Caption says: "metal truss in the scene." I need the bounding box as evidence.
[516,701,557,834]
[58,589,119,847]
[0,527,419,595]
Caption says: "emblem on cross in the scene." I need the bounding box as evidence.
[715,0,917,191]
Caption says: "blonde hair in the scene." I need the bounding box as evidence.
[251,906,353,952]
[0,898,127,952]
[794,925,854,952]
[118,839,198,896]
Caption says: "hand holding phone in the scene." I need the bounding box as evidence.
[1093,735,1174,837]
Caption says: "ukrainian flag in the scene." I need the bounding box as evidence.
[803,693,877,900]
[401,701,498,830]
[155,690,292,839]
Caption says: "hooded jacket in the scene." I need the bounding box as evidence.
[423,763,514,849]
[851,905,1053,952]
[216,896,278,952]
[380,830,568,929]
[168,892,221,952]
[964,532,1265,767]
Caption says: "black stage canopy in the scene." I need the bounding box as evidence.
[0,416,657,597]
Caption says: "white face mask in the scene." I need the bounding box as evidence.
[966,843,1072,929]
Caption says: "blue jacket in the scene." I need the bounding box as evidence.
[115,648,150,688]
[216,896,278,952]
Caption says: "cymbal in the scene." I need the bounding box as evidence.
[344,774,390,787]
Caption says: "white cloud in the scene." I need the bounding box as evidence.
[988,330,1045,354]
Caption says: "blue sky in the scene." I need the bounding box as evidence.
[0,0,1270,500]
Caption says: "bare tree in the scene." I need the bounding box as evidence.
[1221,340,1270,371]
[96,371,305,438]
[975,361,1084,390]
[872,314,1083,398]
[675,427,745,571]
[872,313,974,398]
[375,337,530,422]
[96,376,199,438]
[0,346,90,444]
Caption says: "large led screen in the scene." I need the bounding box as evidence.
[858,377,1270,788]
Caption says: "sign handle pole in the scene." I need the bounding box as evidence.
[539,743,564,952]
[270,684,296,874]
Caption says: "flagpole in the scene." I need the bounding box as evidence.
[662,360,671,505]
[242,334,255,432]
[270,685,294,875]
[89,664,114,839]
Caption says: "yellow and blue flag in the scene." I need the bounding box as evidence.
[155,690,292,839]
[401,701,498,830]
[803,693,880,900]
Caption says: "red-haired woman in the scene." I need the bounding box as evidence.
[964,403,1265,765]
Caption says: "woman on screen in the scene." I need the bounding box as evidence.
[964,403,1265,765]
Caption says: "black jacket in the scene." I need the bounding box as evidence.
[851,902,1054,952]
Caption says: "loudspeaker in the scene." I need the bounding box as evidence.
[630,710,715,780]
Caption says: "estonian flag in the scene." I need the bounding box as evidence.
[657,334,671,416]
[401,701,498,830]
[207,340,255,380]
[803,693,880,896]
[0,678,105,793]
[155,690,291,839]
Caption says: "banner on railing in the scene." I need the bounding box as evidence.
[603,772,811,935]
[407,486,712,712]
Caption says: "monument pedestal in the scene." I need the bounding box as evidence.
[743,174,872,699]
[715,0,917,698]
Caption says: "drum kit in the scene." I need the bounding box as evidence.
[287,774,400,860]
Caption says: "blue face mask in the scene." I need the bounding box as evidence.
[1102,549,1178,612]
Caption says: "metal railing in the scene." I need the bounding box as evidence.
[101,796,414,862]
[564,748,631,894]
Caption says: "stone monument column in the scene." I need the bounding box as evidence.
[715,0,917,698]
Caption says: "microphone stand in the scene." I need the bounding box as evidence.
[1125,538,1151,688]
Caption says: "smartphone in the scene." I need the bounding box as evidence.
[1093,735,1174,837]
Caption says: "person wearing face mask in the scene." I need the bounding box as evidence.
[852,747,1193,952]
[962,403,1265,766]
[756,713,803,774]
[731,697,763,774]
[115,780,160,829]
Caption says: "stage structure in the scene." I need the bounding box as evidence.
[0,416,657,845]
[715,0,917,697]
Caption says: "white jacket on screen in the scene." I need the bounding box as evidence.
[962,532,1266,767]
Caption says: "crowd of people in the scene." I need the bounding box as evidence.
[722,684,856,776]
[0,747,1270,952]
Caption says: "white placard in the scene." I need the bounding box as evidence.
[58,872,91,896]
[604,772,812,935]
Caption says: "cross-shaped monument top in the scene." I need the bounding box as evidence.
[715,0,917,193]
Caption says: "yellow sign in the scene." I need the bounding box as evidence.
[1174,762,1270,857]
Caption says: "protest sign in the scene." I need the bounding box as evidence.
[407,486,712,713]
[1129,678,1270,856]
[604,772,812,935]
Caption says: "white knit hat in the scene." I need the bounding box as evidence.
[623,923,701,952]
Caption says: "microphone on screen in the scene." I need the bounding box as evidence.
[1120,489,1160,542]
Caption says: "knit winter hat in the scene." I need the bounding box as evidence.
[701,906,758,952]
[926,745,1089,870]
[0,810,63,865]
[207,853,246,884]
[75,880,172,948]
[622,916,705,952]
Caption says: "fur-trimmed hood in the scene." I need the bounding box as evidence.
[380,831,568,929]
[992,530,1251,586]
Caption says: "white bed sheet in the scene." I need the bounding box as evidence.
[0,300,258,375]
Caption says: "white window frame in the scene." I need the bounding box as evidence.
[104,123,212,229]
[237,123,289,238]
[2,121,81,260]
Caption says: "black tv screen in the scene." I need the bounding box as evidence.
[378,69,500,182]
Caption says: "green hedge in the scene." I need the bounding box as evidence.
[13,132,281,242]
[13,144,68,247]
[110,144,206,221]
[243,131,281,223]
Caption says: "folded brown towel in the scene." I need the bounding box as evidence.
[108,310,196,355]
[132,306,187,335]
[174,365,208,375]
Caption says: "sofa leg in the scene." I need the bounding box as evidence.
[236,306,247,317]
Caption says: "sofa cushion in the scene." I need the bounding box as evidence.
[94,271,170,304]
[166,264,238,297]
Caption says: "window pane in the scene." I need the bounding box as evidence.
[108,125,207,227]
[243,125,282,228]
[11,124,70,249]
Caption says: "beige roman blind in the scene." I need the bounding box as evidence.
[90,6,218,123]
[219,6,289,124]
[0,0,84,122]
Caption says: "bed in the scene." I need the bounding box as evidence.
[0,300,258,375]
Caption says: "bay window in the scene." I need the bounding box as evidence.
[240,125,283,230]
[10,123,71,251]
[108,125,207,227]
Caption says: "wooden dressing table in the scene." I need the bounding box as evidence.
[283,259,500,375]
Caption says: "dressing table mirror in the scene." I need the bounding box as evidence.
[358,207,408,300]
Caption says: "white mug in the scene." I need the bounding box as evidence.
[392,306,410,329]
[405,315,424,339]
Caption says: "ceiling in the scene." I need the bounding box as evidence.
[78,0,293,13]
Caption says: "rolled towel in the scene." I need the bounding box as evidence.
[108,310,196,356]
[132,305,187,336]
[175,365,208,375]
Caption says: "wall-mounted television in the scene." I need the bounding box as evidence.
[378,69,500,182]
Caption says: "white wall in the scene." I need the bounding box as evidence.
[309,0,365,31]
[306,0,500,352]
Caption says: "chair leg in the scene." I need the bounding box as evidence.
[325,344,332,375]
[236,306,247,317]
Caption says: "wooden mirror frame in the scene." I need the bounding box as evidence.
== == ==
Scale the stretch from the start of the material through the line containing "[858,377,1270,788]", both ends included, and give all of those lines again. Keep every request line unchanged, and multiply each bounding box coordinate in the answers by 0.95, rounding to the nearest whole number with halves rounded up.

Caption says: "metal truss in the scene." I need the bounding box as evidence.
[490,666,529,792]
[55,560,113,805]
[0,501,398,565]
Caption says: "emblem on cross in the scene." I need the bounding box as evidence.
[679,0,871,181]
Caption says: "blonde hair in the scene." I need the bounding box as evidence.
[238,861,335,904]
[0,853,121,904]
[754,879,811,904]
[112,797,188,851]
Caption says: "hand holding phone in the scene." I need the bounding box as evidence.
[1038,698,1115,795]
Caption says: "ukrainian flag in the scene." I need the bounding box as evidence.
[763,658,833,855]
[381,666,473,789]
[147,656,277,797]
Caption says: "hooded jacket in the scene." I need the bounding box as evidence.
[402,725,488,807]
[808,860,1000,904]
[205,851,264,904]
[361,789,540,883]
[160,847,210,904]
[916,505,1202,729]
Caption says: "black stage canopy in the scene." I need the bounding box as evidence.
[0,395,624,567]
Caption says: "white face mask in the scene." I need the bounding box as evidence.
[918,801,1018,883]
Caption says: "blue jacket in the scene." I need the bounding box as evidence.
[109,616,143,654]
[205,851,264,904]
Caption says: "cymbal in the scene." I need the bounding box as evidence.
[327,735,371,748]
Caption says: "white cloud in the scene." I need the bounding box as evidence.
[939,314,993,336]
Caption says: "blue sky in the scene." I need the bounding box as evidence.
[0,0,1207,475]
Caption says: "bare tree in the scene." I need the bounding box as evidence.
[1160,323,1207,352]
[91,352,290,416]
[926,343,1030,371]
[828,298,1029,378]
[641,406,708,542]
[828,297,925,378]
[356,320,504,401]
[91,357,189,416]
[0,329,86,422]
Caption says: "large led screen in the scene." I need the bounding box as evidence.
[815,358,1207,749]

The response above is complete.